SELECTED EXCERPT

Two Lines of Defence Against Drift in SDD-Built Distributed Systems

Drift in a monolith is annoying. Drift in a distributed system is dangerous, because it multiplies: each service boundary is an opportunity for a spec to diverge from reality, and those divergences compose. Add SDD to the picture — where generated code is the downstream artifact of a spec, not the source — and you now have a pipeline where a single ambiguous requirement can corrupt multiple services simultaneously, silently, with no warning until something fails in production.

The good news is that two techniques, applied at different points in the lifecycle, cover most of the damage surface. Neither is exotic. Both are underused.

The gap that golden tests fill

A golden test is a frozen input/output pair committed alongside the code. The test passes when the current output exactly matches the frozen one. Any divergence — changed field name, missing key, reordered array — is a diff, and that diff is the drift report.

This is different from a regular assertion. A regular test says “this field should be non-null.” A golden test says “this field should be exactly 'pending', this array should have exactly three items in this order, and this response should be byte-for-byte identical to what the spec said it would be when we froze this case.”

The reason this matters in SDD is regeneration. When the agent re-generates a module — because a requirement changed, a dependency was upgraded, or the architect decided to restructure a boundary — the new implementation might pass every unit test while quietly dropping a behaviour that lived in the code but not in the spec. Golden tests catch that. They are the spec’s anti-corruption layer at the output level.

// tests/golden/checkout.spec.ts
import { runScenario } from "../harness";
import golden from "./checkout.golden.json";

test("checkout.scenario-7 matches spec/REQ-CHK-7", async () => {
  const actual = await runScenario("checkout/scenario-7");
  expect(actual).toEqual(golden); // the diff is the drift report
});

The naming convention is load-bearing: the test name embeds the requirement ID. That connects the golden file, the test run, and the spec entry into a single traceable chain. When the test fails, you don’t have to hunt for the requirement — the name tells you exactly where to look.

DATASET CONTENT
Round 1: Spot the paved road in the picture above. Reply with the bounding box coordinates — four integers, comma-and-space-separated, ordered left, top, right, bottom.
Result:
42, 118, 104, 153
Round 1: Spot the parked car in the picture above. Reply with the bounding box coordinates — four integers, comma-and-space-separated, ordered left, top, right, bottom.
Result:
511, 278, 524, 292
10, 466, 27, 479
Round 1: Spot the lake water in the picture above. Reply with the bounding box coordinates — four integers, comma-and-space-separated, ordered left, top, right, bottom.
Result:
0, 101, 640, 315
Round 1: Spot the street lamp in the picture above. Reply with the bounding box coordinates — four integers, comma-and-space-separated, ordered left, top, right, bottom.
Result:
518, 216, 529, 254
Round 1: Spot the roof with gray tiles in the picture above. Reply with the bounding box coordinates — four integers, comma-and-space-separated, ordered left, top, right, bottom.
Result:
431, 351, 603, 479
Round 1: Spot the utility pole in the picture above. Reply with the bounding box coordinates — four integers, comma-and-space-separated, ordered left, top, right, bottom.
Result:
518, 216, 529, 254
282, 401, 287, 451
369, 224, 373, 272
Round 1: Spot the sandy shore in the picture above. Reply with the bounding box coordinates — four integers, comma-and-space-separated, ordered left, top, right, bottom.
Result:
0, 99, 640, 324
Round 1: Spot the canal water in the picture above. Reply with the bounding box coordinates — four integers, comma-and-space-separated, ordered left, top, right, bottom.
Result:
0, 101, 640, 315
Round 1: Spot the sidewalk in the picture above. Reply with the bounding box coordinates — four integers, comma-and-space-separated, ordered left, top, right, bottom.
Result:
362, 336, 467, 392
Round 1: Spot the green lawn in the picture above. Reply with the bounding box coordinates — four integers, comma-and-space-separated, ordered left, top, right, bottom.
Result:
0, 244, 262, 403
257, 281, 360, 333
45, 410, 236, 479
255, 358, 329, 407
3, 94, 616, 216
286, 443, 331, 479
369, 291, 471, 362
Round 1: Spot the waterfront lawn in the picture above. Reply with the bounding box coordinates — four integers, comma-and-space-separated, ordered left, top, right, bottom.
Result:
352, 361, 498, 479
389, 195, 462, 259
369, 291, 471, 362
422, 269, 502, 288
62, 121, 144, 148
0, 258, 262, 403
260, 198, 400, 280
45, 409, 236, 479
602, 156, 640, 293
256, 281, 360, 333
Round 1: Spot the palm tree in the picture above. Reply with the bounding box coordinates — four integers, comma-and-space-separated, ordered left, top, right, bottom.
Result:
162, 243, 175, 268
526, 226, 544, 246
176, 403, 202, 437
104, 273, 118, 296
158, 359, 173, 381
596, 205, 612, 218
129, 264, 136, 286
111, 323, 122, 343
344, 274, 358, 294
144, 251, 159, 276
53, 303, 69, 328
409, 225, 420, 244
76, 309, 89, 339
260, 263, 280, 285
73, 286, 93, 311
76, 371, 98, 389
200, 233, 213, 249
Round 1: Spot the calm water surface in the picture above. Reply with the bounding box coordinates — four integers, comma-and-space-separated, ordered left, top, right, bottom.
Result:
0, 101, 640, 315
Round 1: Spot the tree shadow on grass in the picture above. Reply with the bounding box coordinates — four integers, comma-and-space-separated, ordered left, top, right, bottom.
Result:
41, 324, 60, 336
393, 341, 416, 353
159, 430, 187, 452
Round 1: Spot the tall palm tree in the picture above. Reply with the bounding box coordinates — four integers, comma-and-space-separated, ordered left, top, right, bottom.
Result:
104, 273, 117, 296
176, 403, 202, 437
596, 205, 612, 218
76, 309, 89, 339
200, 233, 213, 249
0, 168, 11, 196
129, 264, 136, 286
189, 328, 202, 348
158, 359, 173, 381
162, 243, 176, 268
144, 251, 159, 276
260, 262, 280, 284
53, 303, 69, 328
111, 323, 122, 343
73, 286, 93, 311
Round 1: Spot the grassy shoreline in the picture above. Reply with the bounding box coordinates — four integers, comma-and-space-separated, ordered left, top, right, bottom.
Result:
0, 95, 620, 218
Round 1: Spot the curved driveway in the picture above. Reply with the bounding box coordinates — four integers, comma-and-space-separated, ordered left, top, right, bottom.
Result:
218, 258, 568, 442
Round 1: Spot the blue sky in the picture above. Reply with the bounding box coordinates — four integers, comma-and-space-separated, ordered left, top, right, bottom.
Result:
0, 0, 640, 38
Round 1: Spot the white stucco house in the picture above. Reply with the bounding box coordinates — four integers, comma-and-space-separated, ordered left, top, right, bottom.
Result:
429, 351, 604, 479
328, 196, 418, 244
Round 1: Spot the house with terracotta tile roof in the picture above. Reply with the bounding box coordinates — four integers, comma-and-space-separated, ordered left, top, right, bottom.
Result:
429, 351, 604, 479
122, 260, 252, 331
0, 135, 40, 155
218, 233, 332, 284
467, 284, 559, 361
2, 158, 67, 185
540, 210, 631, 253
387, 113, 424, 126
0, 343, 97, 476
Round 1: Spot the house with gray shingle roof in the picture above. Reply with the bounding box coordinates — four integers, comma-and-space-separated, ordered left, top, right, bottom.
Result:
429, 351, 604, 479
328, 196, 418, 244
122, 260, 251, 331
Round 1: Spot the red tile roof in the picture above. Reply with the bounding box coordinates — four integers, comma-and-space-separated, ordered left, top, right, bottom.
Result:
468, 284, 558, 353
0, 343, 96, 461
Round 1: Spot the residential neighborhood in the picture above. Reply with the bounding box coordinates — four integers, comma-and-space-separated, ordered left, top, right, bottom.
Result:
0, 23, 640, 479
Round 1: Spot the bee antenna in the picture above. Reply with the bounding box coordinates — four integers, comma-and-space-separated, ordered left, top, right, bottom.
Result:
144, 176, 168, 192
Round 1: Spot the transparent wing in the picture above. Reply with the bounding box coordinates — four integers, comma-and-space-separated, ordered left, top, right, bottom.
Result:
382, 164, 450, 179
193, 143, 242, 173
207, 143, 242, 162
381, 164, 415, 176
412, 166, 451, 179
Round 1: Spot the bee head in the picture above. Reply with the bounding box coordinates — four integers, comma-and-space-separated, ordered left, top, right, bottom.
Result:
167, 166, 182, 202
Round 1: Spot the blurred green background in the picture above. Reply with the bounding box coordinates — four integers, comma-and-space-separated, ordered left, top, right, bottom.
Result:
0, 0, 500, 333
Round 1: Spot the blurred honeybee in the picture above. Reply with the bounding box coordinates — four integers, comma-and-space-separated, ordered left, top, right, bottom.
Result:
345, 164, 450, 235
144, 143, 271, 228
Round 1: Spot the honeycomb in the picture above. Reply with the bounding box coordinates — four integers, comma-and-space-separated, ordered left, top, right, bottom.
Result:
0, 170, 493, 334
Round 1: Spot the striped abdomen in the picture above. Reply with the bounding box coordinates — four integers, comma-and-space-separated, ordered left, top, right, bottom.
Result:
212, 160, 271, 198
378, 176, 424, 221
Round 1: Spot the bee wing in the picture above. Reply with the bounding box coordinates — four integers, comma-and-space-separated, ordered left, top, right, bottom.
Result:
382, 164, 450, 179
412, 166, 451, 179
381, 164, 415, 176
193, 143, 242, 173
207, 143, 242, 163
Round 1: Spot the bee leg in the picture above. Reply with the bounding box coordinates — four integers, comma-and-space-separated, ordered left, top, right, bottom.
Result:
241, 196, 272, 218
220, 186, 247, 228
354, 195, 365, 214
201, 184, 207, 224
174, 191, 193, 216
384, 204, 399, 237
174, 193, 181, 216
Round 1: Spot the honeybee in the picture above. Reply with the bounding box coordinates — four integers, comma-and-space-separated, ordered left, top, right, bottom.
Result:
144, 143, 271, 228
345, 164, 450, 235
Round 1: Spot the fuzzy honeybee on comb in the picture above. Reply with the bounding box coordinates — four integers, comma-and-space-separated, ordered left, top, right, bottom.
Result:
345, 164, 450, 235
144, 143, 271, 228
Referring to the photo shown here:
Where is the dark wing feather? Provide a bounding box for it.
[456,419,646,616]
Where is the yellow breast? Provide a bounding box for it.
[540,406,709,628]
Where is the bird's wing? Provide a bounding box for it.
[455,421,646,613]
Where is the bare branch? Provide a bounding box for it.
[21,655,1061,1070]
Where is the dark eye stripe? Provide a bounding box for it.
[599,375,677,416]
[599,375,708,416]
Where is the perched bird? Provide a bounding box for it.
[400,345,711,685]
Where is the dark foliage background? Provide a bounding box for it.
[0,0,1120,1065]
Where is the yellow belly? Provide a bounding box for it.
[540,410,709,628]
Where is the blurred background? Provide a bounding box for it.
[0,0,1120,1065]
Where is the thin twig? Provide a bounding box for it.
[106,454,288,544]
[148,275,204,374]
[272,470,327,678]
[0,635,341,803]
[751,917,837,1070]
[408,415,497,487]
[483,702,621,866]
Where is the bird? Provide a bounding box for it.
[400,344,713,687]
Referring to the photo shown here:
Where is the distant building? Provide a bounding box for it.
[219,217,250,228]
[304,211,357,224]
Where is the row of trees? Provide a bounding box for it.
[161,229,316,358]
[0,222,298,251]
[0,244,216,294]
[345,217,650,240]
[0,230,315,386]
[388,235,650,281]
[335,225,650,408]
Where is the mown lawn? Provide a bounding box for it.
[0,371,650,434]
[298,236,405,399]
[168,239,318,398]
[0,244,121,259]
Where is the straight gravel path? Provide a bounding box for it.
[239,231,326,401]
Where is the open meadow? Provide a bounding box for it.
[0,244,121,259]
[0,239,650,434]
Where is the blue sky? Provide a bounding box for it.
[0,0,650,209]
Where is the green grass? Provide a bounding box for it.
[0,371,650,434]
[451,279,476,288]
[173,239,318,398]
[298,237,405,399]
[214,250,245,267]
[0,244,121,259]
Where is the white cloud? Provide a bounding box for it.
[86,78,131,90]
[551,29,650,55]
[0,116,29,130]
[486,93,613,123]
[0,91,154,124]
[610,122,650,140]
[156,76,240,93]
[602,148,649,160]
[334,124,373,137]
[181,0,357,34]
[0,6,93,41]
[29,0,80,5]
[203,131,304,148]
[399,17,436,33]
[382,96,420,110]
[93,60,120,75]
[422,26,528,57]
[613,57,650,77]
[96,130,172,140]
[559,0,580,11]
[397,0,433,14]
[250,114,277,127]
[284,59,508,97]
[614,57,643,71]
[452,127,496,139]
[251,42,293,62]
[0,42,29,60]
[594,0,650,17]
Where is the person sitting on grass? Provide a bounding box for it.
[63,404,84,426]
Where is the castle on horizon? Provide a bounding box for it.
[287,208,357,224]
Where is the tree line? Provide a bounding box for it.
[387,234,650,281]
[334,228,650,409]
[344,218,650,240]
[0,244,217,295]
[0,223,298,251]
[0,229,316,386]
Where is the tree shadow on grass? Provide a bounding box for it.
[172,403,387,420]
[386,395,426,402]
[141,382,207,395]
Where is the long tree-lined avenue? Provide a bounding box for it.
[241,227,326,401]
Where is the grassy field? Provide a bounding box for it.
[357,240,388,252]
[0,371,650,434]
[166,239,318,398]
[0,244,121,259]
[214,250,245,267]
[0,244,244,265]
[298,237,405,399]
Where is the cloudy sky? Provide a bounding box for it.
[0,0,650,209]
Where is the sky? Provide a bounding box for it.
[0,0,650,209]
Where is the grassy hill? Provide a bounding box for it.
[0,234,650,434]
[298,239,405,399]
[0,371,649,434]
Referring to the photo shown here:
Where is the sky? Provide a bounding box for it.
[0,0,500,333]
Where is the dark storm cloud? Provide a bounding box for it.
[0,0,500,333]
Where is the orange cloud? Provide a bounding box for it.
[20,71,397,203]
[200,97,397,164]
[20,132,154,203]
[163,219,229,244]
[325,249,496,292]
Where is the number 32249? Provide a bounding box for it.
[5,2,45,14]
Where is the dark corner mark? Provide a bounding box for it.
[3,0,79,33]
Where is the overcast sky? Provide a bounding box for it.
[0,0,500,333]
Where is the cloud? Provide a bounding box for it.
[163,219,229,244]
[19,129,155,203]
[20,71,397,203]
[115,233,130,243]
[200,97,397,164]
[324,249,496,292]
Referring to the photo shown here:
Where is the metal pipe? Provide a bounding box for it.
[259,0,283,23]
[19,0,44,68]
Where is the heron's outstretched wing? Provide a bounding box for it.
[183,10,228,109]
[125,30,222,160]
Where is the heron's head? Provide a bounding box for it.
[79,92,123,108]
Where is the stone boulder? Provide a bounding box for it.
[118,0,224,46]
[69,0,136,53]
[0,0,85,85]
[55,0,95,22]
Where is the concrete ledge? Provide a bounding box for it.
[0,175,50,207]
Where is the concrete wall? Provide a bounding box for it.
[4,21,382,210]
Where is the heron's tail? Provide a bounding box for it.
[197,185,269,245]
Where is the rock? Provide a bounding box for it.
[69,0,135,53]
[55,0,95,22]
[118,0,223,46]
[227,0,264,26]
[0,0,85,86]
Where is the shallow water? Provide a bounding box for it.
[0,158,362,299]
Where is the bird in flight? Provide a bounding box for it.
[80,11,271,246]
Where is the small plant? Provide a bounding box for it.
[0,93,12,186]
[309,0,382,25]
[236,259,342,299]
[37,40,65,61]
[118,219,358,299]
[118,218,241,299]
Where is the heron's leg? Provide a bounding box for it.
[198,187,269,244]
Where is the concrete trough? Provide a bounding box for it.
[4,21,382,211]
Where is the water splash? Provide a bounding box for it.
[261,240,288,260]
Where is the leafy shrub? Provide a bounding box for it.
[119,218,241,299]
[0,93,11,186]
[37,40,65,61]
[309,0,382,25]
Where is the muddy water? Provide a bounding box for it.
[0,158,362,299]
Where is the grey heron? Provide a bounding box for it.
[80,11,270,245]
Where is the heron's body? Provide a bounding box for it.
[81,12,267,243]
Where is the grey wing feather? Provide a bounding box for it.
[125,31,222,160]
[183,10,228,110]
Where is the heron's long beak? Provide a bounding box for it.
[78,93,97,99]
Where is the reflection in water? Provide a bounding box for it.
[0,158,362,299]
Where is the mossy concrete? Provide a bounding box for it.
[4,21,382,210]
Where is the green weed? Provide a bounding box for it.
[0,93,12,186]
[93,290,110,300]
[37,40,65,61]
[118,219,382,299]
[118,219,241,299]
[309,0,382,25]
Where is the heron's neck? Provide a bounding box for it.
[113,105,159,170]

SET TASK
In the article on drift in SDD-built distributed systems, what does the golden test's name embed?

RESULT
The requirement ID.